# Thumb release shooters...



## Attack (Oct 25, 2011)

My guess is string torque. Try not to pry the release against your face.


----------



## bubbancng (Feb 9, 2015)

Ok I'll give that a try, I've been using my index finger at my jaw for an anchor reference but I have been keeping the release right at my face so I'll watch for that


----------



## mike 66 (Jan 21, 2010)

any time you change a release aid it will change your anchor spot..first make sure the thumb is set for a rt handed shooter.keep it deep in the hand so you can touch the index and thumb while at full draw. then apply back tension to your comfort zone.[you may need to set the thumb button in the correct spot]. while not doing anything else but aiming hard.


----------



## loot winkleman (Mar 19, 2010)

I have a question for anyone out there. As of now I shoot a tru fire 4 finger w the half moon thumb. I shoot pretty well with it but I'm in the market for a diff one. I like the style of the Scott exxus and not the one that has the full containment of the index finger. I like that it has the adj for the thumb to rotate it where it fits n fires like a glove w natural movement of the thumb. I can fire my tru fire getting a surprise out of it. But I don't feel that it is consistent every shot. If i do change to the exxus what will change on my bow? Will I need a longer d loop to get the same anchor point. Right now it's tip of nose to corner of mouth and I really find that to b perfect for me. Or am I my own worst enemy when it comes to this possible change. Should I just buy another tru fire as a back up to the one I shoot now. I've shot the carter just cuz and it wasn't comfy for me at all.


----------



## dunmoab (Apr 4, 2013)

I shoot a Stan SX-2 four finger and shoot it as a "back tension" locking my thumb around the barrel and pulling through till it fires. I believe that the change and subsequent down turn in shooting is normal. That's a big change and will take time to adjust to. you have to alter your form to accommodate the difference at your anchor. also make sure that your draw length is adjusted to fit this as well.
It took me the better part of a month to get back to decent scores again after the change. But I did and I believe you will find too, that you will "leap frog" the scores you shot before. Just stay with it and make sure to fire it correctly. you'll be fine...it just takes time


----------

STATED TASK A: Copy the thread word for word from "any time you" to "(Mar 19, 2010)".
The thread and the listing after it are unrelated.

SUPPLIED ENTRIES:
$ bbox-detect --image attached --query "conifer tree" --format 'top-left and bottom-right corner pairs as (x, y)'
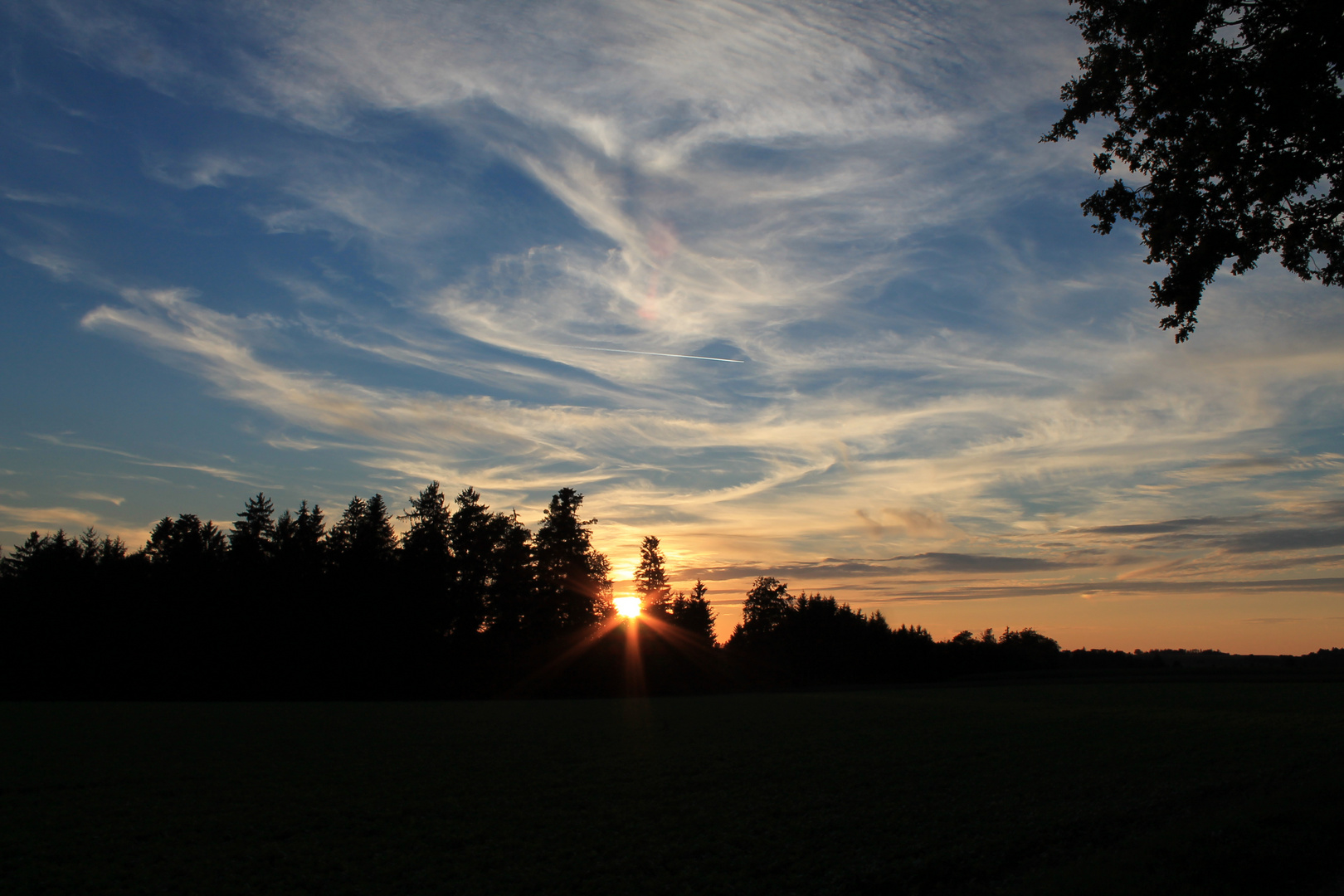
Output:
(536, 488), (611, 630)
(635, 534), (672, 618)
(670, 579), (716, 644)
(228, 492), (275, 566)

STATED TASK B: Scale the listing by repeating every line, requests included, with each box coordinate in the answers multiplied by 2.55 and rounded to a whole number, halves rounding up. Leave out the pictures.

WORKED SOLUTION A:
any time you change a release aid it will change your anchor spot..first make sure the thumb is set for a rt handed shooter.keep it deep in the hand so you can touch the index and thumb while at full draw. then apply back tension to your comfort zone.[you may need to set the thumb button in the correct spot]. while not doing anything else but aiming hard.


----------



## loot winkleman (Mar 19, 2010)

WORKED SOLUTION B:
$ bbox-detect --image attached --query "conifer tree" --format 'top-left and bottom-right corner pairs as (x, y)'
Output:
(1367, 1244), (1558, 1607)
(1619, 1362), (1714, 1576)
(1709, 1476), (1826, 1642)
(581, 1255), (701, 1443)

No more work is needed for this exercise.